### What you will do
A. Answer these questions from the blog post about letters to Big Bang Poetry:
(i) Over what span of time were the letters received?
(ii) How many copies of the magazine would be distributed?
(iii) Which poem did Pieter want to publish?
B. Pick up the blog post about letters to Big Bang Poetry at the point where it stops, and continue writing it.

Reinventing the Life of a Poet in the Modern World

Month: February 2021

Letters to Big Bang Poetry

LetterseditorsFrom mid-2019 to fall of 2020 I received a slew of letters to Big Bang Poetry. But I'm terrible at responding in a timely manner. So don't come here looking for help on a class assignment that's due tomorrow morning is all I'm saying. But I love getting letters and I'll try to respond here eventually.

(1) In August 2019 a name named Pieter from the Netherlands wrote this:

“For one of our clients I am currently working on a magazine which will be distributed in an amount of 1000 copies among their business relations. I would like to publish your poem ‘Writing Poems 9 to 5’ as part of a spread with a background image of Windows 10. I like your poem as being kind of a meta description of poetry and it fits good with the image thanks to your reference to Microsoft: “Microsoft changed everything with their windows.”

### Provided material

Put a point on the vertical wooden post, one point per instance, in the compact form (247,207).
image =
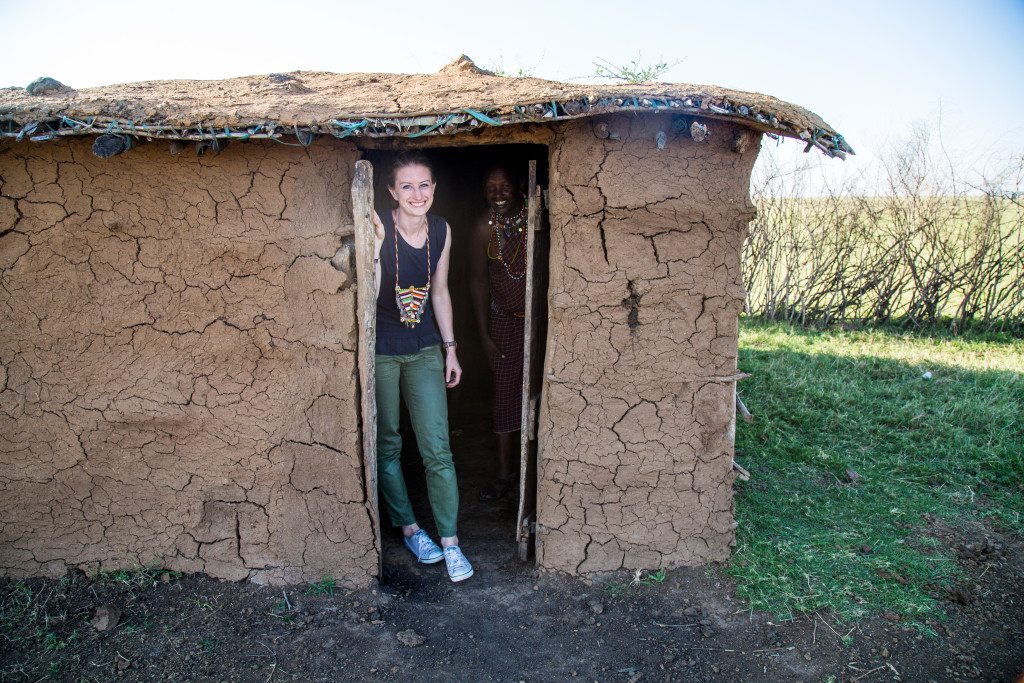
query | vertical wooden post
(363,207)
(527,437)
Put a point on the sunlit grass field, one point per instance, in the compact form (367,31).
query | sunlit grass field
(949,447)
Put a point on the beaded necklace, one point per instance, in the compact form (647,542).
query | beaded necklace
(515,227)
(411,300)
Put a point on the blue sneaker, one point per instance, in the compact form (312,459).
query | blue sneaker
(426,551)
(459,567)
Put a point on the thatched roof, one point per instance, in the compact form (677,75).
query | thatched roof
(300,105)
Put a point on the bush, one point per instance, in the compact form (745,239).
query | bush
(931,249)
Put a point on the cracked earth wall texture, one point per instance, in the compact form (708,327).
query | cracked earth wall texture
(637,424)
(178,380)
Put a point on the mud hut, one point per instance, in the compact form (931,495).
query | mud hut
(184,339)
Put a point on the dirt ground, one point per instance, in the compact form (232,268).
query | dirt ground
(508,623)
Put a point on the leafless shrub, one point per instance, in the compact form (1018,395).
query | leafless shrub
(930,249)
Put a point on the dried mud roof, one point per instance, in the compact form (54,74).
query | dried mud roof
(295,108)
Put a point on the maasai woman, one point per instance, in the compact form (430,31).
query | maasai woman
(498,274)
(416,358)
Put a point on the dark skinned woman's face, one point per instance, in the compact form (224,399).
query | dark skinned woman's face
(502,195)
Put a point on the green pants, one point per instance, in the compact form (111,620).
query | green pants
(420,379)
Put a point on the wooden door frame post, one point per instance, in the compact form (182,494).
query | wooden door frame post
(363,207)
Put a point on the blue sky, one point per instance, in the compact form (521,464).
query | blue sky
(870,69)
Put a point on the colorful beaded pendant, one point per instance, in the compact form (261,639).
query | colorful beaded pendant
(411,300)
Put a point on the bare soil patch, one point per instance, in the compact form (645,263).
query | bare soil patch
(508,623)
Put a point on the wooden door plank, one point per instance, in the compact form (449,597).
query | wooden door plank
(363,207)
(526,492)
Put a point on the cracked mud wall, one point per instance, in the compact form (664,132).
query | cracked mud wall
(177,367)
(637,424)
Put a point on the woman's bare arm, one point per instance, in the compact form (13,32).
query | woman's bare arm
(442,312)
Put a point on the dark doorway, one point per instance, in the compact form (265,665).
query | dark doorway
(486,529)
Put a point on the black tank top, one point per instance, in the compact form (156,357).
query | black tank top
(393,338)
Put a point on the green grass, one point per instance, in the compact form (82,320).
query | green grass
(950,447)
(325,586)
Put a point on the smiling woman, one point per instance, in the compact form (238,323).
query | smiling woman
(413,248)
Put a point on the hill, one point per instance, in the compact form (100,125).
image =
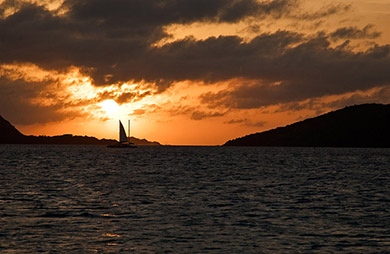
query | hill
(366,125)
(10,135)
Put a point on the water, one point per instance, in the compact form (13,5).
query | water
(89,199)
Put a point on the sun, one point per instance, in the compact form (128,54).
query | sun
(109,106)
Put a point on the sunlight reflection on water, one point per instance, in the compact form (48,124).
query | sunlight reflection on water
(87,199)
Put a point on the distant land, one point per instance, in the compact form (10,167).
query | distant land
(366,125)
(10,135)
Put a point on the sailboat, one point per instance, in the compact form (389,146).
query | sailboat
(124,141)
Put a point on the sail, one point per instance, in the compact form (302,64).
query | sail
(122,133)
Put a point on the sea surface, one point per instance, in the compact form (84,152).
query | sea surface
(91,199)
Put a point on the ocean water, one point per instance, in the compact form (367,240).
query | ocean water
(90,199)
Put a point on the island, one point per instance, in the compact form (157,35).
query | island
(10,135)
(366,125)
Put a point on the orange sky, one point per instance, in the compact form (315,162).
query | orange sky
(196,75)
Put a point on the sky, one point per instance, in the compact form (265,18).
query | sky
(187,72)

### Per-task answers
A.
(i) From mid-2019 to fall of 2020.
(ii) 1000 copies.
(iii) "Writing Poems 9 to 5."

B.
This was the poem from NaPoWriMo 2019: 

Writing Poems 9 to 5

My first job was data entry, with all those awful numbers.
The next ones were flush with time and words were incalculable,
floating out of copiers and stenographers. I hand-wrote them then

in-between walking memos to real, plastic inboxes.
Microsoft changed everything with their windows
in which I could type out my poems. After all,
writing poems looks awfully similar to working.
And instead of office supplies, I began to steal time.

I snuck words in through open windows,
met them in small storage rooms, had conferences
with them at lunch. I sat in ergonomic chairs
while they reclined on the yellow, lined paper.

Sometimes I had to cajole them.
Sometimes they were team players.
Sometimes they were only wanting to gossip.
Sometimes they came out of the mouths of people
standing unawares in front of my desk. Sometimes
they didn’t show up to work, but I couldn’t fire them.

They liked to be fussed over, rearranged.
They wanted to be knit and spaced.
All they wanted was my attention.
And they must have known I would never give them up
for all the money. Because at the end of the day,
when they took their leave, it always sounded good.

We came to a nominal monetary agreement but then I never heard back so I'm guessing the client didn’t like the poem as much as Pieter did. Wah wah.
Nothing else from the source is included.